## begin

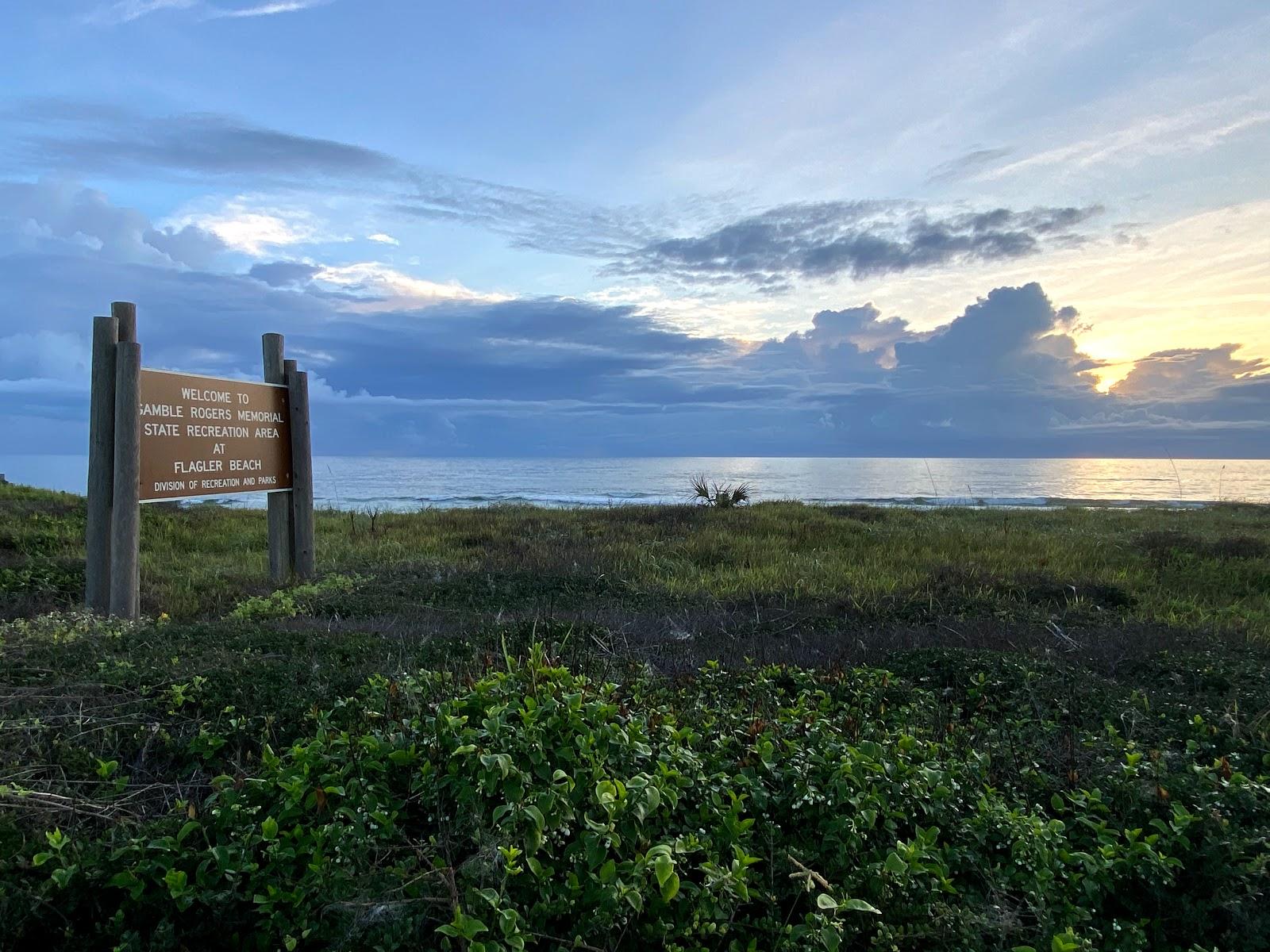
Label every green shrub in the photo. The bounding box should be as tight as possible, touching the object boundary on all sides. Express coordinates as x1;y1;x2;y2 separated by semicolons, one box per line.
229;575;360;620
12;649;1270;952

## end
## begin

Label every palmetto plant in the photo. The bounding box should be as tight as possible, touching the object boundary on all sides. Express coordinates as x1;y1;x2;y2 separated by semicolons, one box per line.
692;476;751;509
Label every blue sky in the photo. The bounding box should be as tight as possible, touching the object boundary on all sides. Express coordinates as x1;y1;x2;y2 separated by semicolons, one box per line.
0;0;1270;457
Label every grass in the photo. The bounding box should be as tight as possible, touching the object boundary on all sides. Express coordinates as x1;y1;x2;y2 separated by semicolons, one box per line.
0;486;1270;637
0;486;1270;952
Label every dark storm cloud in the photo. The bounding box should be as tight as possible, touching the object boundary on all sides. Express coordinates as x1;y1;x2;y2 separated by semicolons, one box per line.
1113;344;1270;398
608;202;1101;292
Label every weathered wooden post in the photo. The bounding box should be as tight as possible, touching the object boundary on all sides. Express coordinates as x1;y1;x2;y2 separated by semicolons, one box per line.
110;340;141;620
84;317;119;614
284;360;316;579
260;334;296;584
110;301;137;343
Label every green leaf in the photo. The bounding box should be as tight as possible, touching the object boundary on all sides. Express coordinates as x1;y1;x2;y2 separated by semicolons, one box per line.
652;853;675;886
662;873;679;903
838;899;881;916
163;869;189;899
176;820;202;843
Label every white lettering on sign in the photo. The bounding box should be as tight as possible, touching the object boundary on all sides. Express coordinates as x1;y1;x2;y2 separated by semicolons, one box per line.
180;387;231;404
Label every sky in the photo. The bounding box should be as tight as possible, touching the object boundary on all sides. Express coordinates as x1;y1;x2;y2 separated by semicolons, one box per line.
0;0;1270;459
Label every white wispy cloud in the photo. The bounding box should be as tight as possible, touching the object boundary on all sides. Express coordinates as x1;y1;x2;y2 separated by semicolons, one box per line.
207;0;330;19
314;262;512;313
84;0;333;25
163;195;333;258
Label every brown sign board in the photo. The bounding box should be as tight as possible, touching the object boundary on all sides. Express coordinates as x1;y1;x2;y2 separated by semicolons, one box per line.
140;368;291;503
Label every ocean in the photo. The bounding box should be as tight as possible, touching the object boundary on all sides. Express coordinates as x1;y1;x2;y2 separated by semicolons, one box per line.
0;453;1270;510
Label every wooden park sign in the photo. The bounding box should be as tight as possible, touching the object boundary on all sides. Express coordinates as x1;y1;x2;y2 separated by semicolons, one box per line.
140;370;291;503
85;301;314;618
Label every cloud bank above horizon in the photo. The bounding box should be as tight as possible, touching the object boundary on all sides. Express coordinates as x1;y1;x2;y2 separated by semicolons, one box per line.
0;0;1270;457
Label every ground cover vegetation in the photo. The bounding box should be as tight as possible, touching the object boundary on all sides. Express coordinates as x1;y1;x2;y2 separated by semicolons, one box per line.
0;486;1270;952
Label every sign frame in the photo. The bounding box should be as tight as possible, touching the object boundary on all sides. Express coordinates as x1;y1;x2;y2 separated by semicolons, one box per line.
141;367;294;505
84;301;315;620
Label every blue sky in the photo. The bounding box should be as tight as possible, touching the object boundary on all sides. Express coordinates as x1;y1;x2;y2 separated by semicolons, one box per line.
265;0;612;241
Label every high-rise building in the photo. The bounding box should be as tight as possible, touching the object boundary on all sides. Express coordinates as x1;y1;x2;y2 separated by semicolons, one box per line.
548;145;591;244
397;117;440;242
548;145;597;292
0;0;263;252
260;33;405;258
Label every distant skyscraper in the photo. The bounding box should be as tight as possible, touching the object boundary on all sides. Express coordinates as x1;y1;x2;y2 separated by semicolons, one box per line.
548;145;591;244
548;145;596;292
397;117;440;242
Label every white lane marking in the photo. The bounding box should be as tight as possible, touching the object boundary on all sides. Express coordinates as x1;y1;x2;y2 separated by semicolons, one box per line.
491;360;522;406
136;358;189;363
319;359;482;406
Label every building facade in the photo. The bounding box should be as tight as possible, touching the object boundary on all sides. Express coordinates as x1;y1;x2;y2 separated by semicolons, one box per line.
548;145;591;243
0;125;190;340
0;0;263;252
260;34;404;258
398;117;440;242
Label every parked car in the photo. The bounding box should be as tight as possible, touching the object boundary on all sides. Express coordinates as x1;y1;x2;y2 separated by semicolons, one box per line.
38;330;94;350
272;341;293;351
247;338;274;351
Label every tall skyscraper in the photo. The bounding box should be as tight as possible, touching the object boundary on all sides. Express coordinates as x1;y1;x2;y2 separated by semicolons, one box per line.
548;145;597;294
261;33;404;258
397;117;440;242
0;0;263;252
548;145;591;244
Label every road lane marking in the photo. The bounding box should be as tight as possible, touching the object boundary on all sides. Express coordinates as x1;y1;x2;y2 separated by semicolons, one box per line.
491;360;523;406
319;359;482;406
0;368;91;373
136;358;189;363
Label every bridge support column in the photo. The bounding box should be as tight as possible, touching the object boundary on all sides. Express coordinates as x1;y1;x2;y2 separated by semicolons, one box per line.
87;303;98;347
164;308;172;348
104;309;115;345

## end

Print the lines of the records again word for word, starting with the line that contains "Label every white lane" and going on through the line that contains "104;309;115;345", both included.

Label every white lane marking in the photo. The bounding box should be as tight as possible, touching the object boundary on all sides. Express coordinates as x1;y1;x2;y2 separated by semicolons, one box per line.
491;360;522;406
136;358;189;363
319;359;482;406
Label every building facade in the photo. The bounding box should be as tight as possible, touching the object boundary on all sides. Express coordinates as x1;y1;x2;y2 separated by semicolons, one box per line.
548;145;591;243
0;125;190;340
0;0;263;252
260;34;404;258
398;117;440;242
Label every parked car in the photo. The bounding box should be as tight as possible, touching the object boundary on all sides. Express coordinates as x1;y1;x2;y2 separated by semicolons, one box per line.
38;330;94;350
272;341;293;351
247;338;274;351
Label every tall skyscraper in the photo. The bounding box should be as tight as possible, touching the object boundary on all sides. Express coordinates as x1;y1;x2;y2 separated by semicolons, one box per line.
548;145;597;294
261;33;404;258
397;117;440;242
0;0;263;252
548;145;591;244
Label every road lane marking in the photo. The bounding box should be as tight as possible, touching the object boundary on all sides. Express coordinates as x1;y1;x2;y2 separated by semicolons, one box per line.
491;360;523;406
319;359;482;406
0;368;91;373
136;358;189;363
Label every bridge support column in the photo. The bounding box should be as tight as possible, touching the object boundary on all sides. Express coordinates as x1;y1;x2;y2 separated by semicolons, one box per line.
87;303;98;347
164;308;172;348
104;309;115;345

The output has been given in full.